======== Source records

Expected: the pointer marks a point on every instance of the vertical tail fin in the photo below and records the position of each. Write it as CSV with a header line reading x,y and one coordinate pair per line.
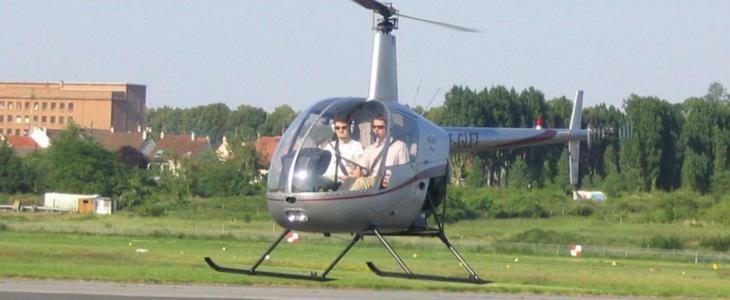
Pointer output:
x,y
574,145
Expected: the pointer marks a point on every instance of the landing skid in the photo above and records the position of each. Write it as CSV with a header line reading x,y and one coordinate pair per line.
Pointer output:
x,y
313,276
408,274
474,280
253,272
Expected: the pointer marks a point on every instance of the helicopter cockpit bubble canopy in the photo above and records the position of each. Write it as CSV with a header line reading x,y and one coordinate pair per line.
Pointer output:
x,y
311,159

================

### Required action
Please show the lines in the entries above that hold the string "each".

### Result
Expected: the pointer marks a point on every instance of the vertical tail fin in the photo below and records the position of each. Write it as CSV with a header line reading x,y and one coordinate pair per line.
Expected: the pointer marks a point on every instance of the landing skid in the photo above and records the position of each. Write it as CSV with a header line reading x,y and one coordinate pair per line.
Expected: the pointer marks a point on every instance of the helicopter cockpit bubble canopy in the photo above and records the position of each. Write it as CSV with a header line reading x,y and one coordinate pair per line.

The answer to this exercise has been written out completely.